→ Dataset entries
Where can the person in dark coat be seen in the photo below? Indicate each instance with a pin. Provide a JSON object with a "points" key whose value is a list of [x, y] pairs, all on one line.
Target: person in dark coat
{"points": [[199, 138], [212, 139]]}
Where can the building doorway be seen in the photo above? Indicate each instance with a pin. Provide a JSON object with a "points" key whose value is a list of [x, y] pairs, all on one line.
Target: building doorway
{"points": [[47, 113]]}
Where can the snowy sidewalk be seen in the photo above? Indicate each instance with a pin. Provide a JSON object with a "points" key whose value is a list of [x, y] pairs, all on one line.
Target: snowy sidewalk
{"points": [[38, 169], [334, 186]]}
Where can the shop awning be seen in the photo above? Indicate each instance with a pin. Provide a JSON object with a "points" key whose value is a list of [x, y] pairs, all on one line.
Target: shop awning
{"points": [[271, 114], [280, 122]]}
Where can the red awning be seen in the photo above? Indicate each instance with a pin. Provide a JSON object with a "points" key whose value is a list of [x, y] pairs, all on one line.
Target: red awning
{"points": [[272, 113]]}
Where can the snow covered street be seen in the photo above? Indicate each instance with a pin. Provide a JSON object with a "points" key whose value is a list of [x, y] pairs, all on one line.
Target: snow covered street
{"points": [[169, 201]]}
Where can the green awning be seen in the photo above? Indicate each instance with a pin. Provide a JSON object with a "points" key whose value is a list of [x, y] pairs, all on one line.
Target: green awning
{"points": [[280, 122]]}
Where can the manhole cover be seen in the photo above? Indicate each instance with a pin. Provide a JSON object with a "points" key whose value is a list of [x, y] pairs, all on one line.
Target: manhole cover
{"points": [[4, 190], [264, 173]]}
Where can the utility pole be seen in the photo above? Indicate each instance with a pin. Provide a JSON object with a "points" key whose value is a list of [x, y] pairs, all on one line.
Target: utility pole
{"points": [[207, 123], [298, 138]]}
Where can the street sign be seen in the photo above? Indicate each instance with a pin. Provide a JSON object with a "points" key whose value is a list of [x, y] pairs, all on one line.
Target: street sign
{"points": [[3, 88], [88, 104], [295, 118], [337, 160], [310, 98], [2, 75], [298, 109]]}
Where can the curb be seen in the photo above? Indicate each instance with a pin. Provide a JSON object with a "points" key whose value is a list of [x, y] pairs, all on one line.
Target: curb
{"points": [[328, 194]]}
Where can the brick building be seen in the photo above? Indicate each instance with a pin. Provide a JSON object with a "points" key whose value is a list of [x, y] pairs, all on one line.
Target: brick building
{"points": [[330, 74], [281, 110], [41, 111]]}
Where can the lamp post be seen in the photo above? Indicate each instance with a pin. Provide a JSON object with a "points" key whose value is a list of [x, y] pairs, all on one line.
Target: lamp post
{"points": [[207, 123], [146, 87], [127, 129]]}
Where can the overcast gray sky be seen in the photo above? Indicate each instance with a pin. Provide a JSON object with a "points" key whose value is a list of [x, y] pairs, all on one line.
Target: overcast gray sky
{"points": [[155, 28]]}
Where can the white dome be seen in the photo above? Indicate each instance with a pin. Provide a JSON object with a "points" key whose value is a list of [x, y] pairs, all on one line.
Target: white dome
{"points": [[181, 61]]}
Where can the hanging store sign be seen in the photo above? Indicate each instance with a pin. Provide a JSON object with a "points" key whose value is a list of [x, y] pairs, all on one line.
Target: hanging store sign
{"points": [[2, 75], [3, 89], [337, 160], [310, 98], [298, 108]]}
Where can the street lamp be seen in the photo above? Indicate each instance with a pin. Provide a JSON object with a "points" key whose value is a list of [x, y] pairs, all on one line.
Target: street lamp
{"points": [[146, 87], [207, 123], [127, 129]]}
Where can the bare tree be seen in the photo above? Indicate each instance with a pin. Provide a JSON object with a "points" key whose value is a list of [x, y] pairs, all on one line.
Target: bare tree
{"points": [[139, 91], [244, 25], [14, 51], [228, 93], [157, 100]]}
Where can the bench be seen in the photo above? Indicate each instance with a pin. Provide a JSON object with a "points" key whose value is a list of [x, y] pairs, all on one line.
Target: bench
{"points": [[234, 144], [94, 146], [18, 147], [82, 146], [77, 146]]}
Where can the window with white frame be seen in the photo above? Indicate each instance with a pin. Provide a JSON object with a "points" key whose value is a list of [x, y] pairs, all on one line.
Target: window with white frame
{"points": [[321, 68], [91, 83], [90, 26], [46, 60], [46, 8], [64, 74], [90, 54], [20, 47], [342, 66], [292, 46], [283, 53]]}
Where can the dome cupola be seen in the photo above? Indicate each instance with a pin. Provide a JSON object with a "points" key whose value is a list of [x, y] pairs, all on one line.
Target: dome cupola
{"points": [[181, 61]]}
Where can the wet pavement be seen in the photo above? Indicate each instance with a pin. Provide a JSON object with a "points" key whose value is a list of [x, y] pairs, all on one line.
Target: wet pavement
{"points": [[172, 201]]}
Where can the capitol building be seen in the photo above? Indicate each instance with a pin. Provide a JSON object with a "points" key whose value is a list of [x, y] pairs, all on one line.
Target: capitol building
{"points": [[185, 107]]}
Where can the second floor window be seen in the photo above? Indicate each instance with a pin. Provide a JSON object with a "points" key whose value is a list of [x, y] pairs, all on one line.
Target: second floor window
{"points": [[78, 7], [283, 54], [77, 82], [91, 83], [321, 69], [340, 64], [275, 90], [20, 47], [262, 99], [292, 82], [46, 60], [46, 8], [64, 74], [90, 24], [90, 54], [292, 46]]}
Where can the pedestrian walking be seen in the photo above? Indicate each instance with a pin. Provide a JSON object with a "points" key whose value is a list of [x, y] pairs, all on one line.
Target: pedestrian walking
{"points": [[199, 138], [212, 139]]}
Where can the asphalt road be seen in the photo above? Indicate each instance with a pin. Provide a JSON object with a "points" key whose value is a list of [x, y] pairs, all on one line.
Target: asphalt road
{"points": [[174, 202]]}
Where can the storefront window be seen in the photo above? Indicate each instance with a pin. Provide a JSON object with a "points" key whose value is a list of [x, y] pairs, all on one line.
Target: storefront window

→ Task directions
Filter the entries and copy each line with "storefront".

→ Exercise answer
Where can the storefront window be seen in the photo above? Indicate each instance with a pin. Provide a JSON object with a "points" key whose value is a list of [x, y] pairs, all on one line.
Target: storefront window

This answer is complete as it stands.